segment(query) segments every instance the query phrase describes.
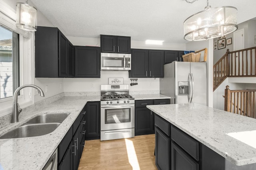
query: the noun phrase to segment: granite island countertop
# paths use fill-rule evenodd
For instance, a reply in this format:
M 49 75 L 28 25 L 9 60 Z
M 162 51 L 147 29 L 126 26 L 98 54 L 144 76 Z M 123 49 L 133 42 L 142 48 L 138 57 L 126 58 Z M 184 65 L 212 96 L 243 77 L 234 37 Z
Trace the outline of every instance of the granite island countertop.
M 37 115 L 58 112 L 70 115 L 53 132 L 42 136 L 0 139 L 0 169 L 41 170 L 58 147 L 62 139 L 87 102 L 99 101 L 99 96 L 65 96 L 47 105 L 30 110 L 20 121 L 0 129 L 0 134 L 10 131 Z
M 194 104 L 147 107 L 234 164 L 256 163 L 256 119 Z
★ ★ ★
TASK STATEMENT — Write these records out again in full, requests included, with 131 added to every coordinate in the answer outline paths and all other numbers, including those in the format sample, left as they are. Omit the pictures.

RESULT OF THIS TASK —
segment(query) segments every instance the query phrase describes.
query: the noun phrase to segment: granite island countertop
# paths use fill-rule evenodd
For instance, a reply in this format:
M 49 75 L 28 25 L 9 60 Z
M 162 51 L 147 29 L 126 26 L 98 54 L 144 76 Z M 123 49 L 133 42 L 142 48 L 138 57 L 126 58 Z M 184 65 L 212 96 L 243 77 L 234 37 Z
Trace the outline of every instance of the granite island countertop.
M 168 246 L 189 243 L 201 246 L 184 263 L 173 267 L 131 270 L 131 300 L 172 301 L 189 278 L 193 270 L 218 233 L 230 232 L 230 227 L 196 227 L 178 236 L 161 241 L 151 252 L 131 260 L 131 265 L 141 262 Z
M 325 235 L 278 238 L 365 295 L 387 294 L 387 250 Z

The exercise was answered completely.